DATA RECORDS START
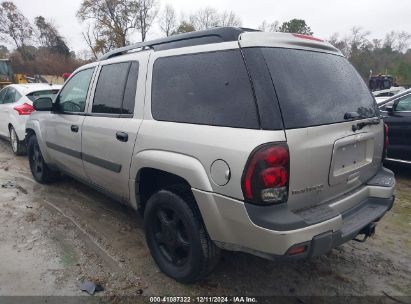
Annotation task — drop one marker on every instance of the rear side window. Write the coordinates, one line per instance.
(10, 96)
(316, 88)
(116, 89)
(206, 88)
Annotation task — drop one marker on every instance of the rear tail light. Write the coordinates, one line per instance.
(266, 175)
(24, 109)
(386, 141)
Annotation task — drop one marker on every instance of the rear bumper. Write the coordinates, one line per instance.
(272, 232)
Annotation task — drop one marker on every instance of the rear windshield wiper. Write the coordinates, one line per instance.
(360, 125)
(351, 115)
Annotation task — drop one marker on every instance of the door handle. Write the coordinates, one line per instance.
(122, 136)
(74, 128)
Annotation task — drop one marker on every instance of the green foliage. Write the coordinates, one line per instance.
(296, 26)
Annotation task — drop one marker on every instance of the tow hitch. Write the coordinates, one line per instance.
(367, 231)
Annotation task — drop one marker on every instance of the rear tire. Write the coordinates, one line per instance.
(17, 146)
(41, 172)
(176, 236)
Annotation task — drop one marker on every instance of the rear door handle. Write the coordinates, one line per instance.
(122, 136)
(74, 128)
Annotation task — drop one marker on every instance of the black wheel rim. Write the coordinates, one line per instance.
(170, 235)
(36, 160)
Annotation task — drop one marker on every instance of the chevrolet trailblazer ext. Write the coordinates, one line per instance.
(267, 143)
DATA RECORDS END
Give the data above again, exactly and completely. No pictures go in.

* _FINAL ANSWER_:
Annotation task — drop one marker on every instance of the rear side window. Write the coordinates, one line per instance.
(10, 96)
(316, 88)
(116, 89)
(206, 88)
Annotation task — drop one marker on every instance of the rear tail light. Write the coordinates, one line per instance.
(266, 175)
(24, 109)
(386, 141)
Annotation task — drop one marker on every instance of the rear bumper. Write the coordinates, one line per instance.
(272, 232)
Annotation task — drop one marker on every instance of the rear windshield wiper. Write the coordinates, one line per instance.
(360, 125)
(351, 115)
Annotation task — drop one marker on every instance of the door handle. Write the coordinates, one line per instance.
(122, 136)
(74, 128)
Annotation task — drop one marker on every instance of the green foliage. Write the coordinates, one line per instance.
(296, 26)
Annotation task — drop one marker on every instance of the tow hitch. Write the coordinates, one line per instance.
(367, 231)
Annotation task — drop one marker on every instance of the rear tire. Write the coordinates, one line per instance.
(17, 146)
(41, 172)
(176, 236)
Annotation task — drop one marker on every instance of the rear door handle. Write the coordinates, one line per instance.
(122, 136)
(74, 128)
Annotation task — drop one marker on every instance of the black wheel rim. Write the coordinates, one line per instance.
(170, 235)
(36, 160)
Annotation task — drop one marker on every instance of the chevrolet trailblazer ext. Write the coordinates, one line per instance.
(267, 143)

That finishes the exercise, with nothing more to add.